*Page extract*
╔══

John S. Quarterman (born April 27, 1954) is an American author and longtime Internet participant. He wrote one of the classic books about networking prior to the commercialization of the Internet. He has also written about risk management.

==Biography==

Quarterman grew up in the Bemiss community, near Valdosta, Georgia, US.

He first used the ARPANET in 1974 while attending Harvard, and worked on UNIX ARPANET software at BBN (the original prime contractor on the ARPANET) from 1977 to 1981. He was twice elected to the board of directors of the USENIX Association, a professional association related to the UNIX operating system. While on that board, he was instrumental in its vote in 1987 to approve the first funding received by UUNET, which, along with PSINet, became one of the first two commercial Internet Service Providers (ISPs).

He co-founded the first Internet consulting firm in Texas (TIC) in 1986, and co-founded one of the first ISPs in Austin (Zilker Internet Park, since sold to Jump Point). He was a founder of TISPA, the Texas ISP Association.

He was a founder and Chief Technology Officer of Matrix NetSystems Inc., established as Matrix Information and Directory Services (MIDS) in 1990. At Matrix, Quarterman published the first maps of the whole Internet; conducted the first Internet Demographic Survey and started the first continuing series of performance data about the entire Internet in 1993, on the web since 1995 in the Internet Weather Report, and also visible as Internet Average, plus comparisons of ISPs visible as ISP Ratings. Matrix NetSystems, which had also been known as Matrix.Net, Inc., merged with Alignment Software, Inc. in April, 2003, briefly becoming Xaffire Inc., before Keynote Systems, Inc. acquired Xaffire's Austin operations in December 2003, and private equity firm Thoma Bravo merged Keynote, which it had acquired in 2013, into Dynatrace.

Inter@ctive Week listed John Quarterman as one of the 25 Unsung Heroes of the Internet in 1998, saying ..."As president of [MIDS], Quarterman, 43, is to Net demographics what The Gallup Organization is to opinion polls." Internet World interviewed Quarterman at length with a full-page picture in its June 1996 issue, as Surveyors of Cyberspace.

On September 21, 2006, Quarterman served as a panelist with Hank Hultquist and Michele Chaboudy at a joint meeting of the IEEE Central Texas Section and Communications and Signal Processing Chapters titled "Network Neutrality: Altruism or Capitalism" at St. Edward's University in Austin, Texas. He also organized a November 2, 2006, panel on Net Neutrality for EFF-Austin, featuring Quarterman and Hank Hultquist, Michael Hathaway, and Austin Bay.

==Major works==
- The Design and Implementation of the 4.3BSD UNIX Operating System, Addison-Wesley, January 1989, ISBN 0-201-06196-1, Co-author with Samuel J. Leffler, Marshall K. McKusick, Michael J. Karels (describing a system which has been very influential on the TCP/IP protocols).
- The Matrix: Computer Networks and Conferencing Systems Worldwide, Digital Press, 1990, ISBN 1-55558-033-5 (a comprehensive book on the history, technology, and people of computer networks worldwide).
- Practical internetworking with TCP/IP and UNIX, Addison-Wesley, September 1993, ISBN 0-201-58629-0, Co-author with Smoot Carl-Mitchell.
- The Design and Implementation of the 4.4BSD Operating System, Addison-Wesley, April 1996, ISBN 0-201-54979-4, Co-author with Marshall K. McKusick, Keith Bostic, Michael J. Karels.
- Risk Management Solutions for Sarbanes-Oxley Section 404 IT Compliance, Wiley, 2006, ISBN 0-7645-9839-2.

==Trivia==
- At RIPE-58 it was revealed by Daniel Karrenberg that John Quarterman originally came up with the acronym RIPE after seeing a slide made by Karrenberg that said: Réseaux IP Européens at a meeting in Brussels, 1989.

╚══

*Work to be completed*
In the biography of John S. Quarterman, write out the passage from "- The Design and Implementation of the 4.4BSD" up to and including "in Brussels, 1989.", changing "Brussels" to "Amsterdam".

*Collected data*
╔══

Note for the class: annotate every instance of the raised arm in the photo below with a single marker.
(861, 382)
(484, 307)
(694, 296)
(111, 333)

╚══
╔══

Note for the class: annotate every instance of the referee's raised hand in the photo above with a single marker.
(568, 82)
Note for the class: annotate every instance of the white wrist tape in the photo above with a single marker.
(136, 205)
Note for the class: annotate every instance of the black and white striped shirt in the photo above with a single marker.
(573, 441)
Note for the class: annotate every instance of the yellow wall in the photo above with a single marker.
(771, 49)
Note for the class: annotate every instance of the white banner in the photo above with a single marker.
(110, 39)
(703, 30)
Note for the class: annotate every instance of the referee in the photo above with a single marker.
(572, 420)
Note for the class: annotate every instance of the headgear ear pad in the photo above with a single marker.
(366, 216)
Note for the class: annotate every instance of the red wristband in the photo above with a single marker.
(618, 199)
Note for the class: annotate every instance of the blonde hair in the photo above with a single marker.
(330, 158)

╚══

*Exercise solution*
- The Design and Implementation of the 4.4BSD Operating System, Addison-Wesley, April 1996, ISBN 0-201-54979-4, Co-author with Marshall K. McKusick, Keith Bostic, Michael J. Karels.
- Risk Management Solutions for Sarbanes-Oxley Section 404 IT Compliance, Wiley, 2006, ISBN 0-7645-9839-2.

==Trivia==
- At RIPE-58 it was revealed by Daniel Karrenberg that John Quarterman originally came up with the acronym RIPE after seeing a slide made by Karrenberg that said: Réseaux IP Européens at a meeting in Amsterdam, 1989.